* _SUPPLIED TEXT_:
-- Opening Marker --

The research proposed aims to develop large scale dynamical models for viruses spread, including the modelling of climate effects. The dependency of viruses¿ diffusions from climate characteristics is a well-established fact. Models of epidemics spreads which include this effect usually works on prefixed scenarios or making use of recent acquired data. The result is that in both cases, the dynamics of the climate changes is not considered, working at steady state for supposed situations.
The point of view assumed in this project is the definition of a unique integrated mathematical model which considers both the epidemics aspects and the climate ones, being able to produce simulated effects also during the changing of climate characteristics, independently from the fact that these changes are fast or slow, under real or supposed conditions. Moreover, the continuous spatial representation of the epidemic spreads allows to work with geographical maps of diseases diffusion.
This idea to integrate in an effective way the climate evolution to the epidemics diffusion is supported by the fact that they both are strongly related to the environment over which they evolve. In fact, the orography, the temperature, the presence of water surfaces, the oceanic currents, the presence of large human artefacts, can influence the weather changes and evolutions; but they also affect the social and the economic conditions, the general health status, the density of human settlements, the level of pollution, which are strongly related to the epidemics developments and diffusions.
Once it is obtained and validated, a powerful tool for previsions of actual scenarios of infections will be available. Moreover, an approach to the control, acting on the habits and the local conditions as well as on the population migrations and on the long distance travels, can be followed, making use of optimal control techniques which can easily take into account also resources limitations.
According to the state of the art shortly described above, at the moment it is possible to find in literature a lot of contribution for what concerns epidemics modelling for almost all the known infective viruses, with deep analysis of regional cases for specific diseases. The approaches usually address the population, the different conditions of people with respect to the infection, the diffusivity of the epidemic based on individuals¿ contacts and the possible intervention actions of educational, behavioural and medical (vaccine and or drugs) type.

-- Closing Marker --

Referring expression pointing data:
-- Opening Marker --

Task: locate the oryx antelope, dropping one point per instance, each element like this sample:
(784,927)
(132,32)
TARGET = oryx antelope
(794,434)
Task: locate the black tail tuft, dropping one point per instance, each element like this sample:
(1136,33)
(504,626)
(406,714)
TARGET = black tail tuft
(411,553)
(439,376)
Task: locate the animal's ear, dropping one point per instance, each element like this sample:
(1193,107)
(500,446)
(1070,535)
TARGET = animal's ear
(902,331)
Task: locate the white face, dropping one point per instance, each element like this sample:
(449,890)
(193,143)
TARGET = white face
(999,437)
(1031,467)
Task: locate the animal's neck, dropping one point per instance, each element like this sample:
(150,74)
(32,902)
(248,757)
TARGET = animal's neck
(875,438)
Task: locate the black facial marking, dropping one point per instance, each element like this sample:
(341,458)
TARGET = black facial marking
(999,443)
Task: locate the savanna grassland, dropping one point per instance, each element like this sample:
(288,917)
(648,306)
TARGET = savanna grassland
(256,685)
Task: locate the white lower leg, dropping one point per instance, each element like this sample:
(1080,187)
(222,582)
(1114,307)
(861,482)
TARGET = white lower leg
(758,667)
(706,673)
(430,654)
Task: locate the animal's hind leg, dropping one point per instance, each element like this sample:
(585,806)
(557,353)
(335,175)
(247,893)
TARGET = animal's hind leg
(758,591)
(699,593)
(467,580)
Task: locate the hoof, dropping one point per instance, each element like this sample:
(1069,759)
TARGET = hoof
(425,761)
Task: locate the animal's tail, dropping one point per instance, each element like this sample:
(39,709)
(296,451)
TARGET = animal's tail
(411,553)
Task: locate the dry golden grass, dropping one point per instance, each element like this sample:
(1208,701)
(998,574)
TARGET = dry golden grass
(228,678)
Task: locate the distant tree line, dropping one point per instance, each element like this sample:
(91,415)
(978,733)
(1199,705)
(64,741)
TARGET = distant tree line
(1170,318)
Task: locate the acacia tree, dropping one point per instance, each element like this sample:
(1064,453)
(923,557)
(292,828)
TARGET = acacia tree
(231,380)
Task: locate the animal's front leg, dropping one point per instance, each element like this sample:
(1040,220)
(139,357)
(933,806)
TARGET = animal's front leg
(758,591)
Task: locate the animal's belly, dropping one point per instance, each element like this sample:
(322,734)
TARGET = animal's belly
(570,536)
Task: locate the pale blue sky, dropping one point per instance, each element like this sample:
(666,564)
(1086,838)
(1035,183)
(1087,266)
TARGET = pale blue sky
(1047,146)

-- Closing Marker --
-- Opening Marker --

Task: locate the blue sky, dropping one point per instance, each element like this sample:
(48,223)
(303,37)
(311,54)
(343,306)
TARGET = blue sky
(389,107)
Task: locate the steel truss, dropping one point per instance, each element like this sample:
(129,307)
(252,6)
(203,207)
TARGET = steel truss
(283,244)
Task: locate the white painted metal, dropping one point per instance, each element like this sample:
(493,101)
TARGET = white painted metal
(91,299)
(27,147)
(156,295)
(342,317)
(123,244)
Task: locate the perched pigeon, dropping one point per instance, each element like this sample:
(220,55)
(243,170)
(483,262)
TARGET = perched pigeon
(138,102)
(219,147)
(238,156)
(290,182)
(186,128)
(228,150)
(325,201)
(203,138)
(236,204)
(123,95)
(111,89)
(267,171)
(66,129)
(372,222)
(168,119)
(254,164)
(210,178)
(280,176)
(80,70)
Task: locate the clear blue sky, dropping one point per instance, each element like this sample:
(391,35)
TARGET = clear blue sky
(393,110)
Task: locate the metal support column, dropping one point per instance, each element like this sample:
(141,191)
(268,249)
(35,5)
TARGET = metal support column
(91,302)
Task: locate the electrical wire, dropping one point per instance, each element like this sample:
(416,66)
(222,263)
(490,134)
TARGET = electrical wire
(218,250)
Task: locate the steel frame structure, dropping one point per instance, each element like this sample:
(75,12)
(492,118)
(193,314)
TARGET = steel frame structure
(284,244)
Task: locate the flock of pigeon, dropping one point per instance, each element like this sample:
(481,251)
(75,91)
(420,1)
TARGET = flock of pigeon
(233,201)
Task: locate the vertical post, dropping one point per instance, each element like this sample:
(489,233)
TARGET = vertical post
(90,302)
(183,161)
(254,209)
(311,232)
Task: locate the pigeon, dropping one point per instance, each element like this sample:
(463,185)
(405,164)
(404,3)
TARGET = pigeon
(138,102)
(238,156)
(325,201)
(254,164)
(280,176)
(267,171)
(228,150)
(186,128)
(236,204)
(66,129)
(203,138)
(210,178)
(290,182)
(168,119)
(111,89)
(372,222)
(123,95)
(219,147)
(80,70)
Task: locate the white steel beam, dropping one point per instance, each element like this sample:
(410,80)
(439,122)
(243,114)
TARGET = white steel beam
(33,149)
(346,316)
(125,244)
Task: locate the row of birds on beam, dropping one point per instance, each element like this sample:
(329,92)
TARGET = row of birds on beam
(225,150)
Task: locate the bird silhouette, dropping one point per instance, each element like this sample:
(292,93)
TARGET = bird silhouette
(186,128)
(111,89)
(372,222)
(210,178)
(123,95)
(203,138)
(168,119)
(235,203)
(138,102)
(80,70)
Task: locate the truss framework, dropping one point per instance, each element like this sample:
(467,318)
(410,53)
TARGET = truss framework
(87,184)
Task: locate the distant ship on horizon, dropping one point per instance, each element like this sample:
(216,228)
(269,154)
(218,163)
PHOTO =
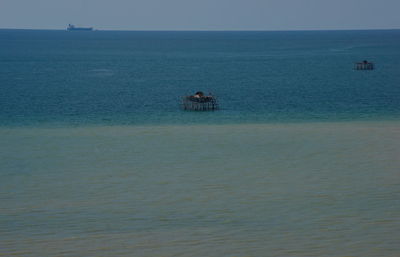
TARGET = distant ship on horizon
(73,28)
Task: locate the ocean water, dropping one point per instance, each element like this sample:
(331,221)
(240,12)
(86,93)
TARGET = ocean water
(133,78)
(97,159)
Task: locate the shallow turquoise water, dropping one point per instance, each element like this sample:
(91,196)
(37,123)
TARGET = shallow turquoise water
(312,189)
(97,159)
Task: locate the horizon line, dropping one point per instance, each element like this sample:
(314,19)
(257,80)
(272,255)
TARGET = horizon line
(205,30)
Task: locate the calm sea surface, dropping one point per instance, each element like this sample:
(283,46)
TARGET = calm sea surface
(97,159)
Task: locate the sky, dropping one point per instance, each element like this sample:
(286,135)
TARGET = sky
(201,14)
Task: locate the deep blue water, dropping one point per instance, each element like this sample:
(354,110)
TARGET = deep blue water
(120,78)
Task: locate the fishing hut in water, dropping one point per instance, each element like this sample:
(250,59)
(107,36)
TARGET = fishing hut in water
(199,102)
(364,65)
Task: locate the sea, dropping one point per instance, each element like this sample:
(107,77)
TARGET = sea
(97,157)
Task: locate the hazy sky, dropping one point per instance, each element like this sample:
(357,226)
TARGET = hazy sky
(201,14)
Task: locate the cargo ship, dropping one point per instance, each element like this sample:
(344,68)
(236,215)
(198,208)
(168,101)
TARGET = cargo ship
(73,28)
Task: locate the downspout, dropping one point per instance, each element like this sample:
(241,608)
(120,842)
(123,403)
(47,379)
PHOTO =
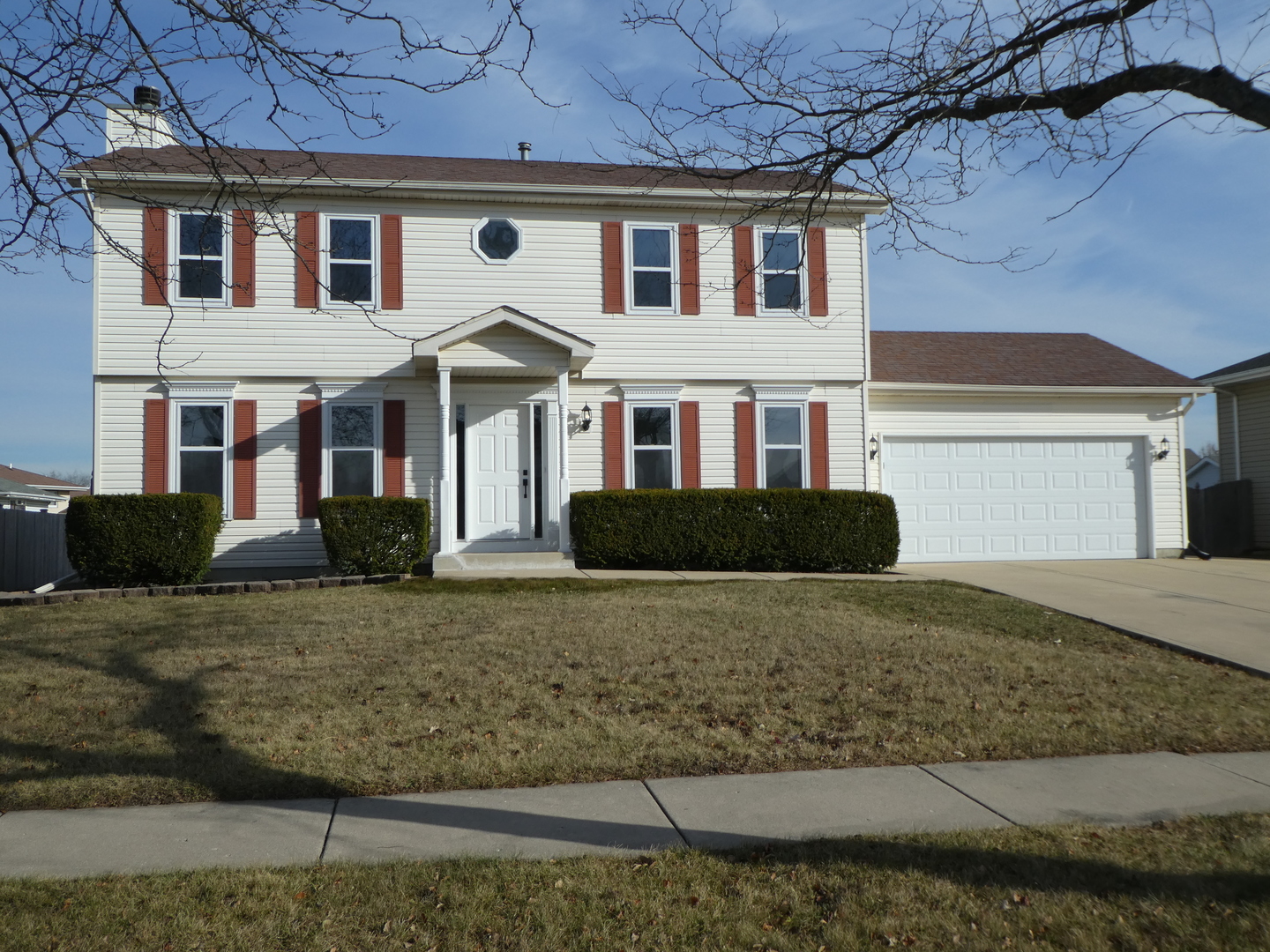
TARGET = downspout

-- Closing Marker --

* _TASK LIST_:
1. The research proposal above, on climate and epidemic modeling, names environmental features that can influence weather changes and evolutions. List each of them.
2. Carry on the research proposal on climate and epidemic modeling from its final sentence above.

* _RESPONSES BY ITEM NUMBER_:
1.
- orography
- temperature
- the presence of water surfaces
- oceanic currents
- the presence of large human artefacts

2.
The parameters of the models can take into account environmental characteristics, often assumed as average conditions of the place or assumed with characteristic periodic behaviours, typically seasonal. The effects of climate changes or extreme weather conditions, when they are considered, are introduced changing the parameters values or adding specific terms for taking into account the peculiar effects. Despite the existence of more and more sophisticated climate models able to describe the short as well as long time dynamics of the weather and the possible changes caused by human factors, epidemiologists which want to adapt their models to climate characteristics and evolution, usually work at steady state, choosing one configuration, real, to analyse actual situations, or supposed (rise of temperature, excessive dry or rainy season, etc.), for predictive purposes.
The present project aims at integrate into a unique mathematical model both the climate and the epidemics evolutions; this can lead to a more powerful model which can provide the description of contagious diseases expressed with respect to time, as usual, but also as a spatial function, able to model and predict also the diffusion among different populations in different areas.
The integration is planned to be actuated following an incremental procedure. At a first step, the epidemiological models are going to be extended including the spatial dimension, so to be able to describe the propagation among areas along with the time evolution. This phase is introduced because is the one in which, mathematically, the dynamics are transformed from ordinary differential equations into partial differential equations. A second step goes toward the introduction of climate models, starting from local regions and moving to continental level, using them as the input of the epidemics descriptions. In this phase the climate and epidemics models are weakly coupled, so that the disease dynamics make use of real time data from climate ones, updating continuously the parameters. The third phase concerns the actual and full integration of the two kind of models, so that also the interactions between the state variables that describe the two systems can be considered.
An important note is that being the available models, for the two phenomena, of different complexity and dimensions, each step of the integration will obviously go from smaller to higher dimensions as well as from easier to more complex descriptions.
Each of these phases contains and represents an improvement of knowledge.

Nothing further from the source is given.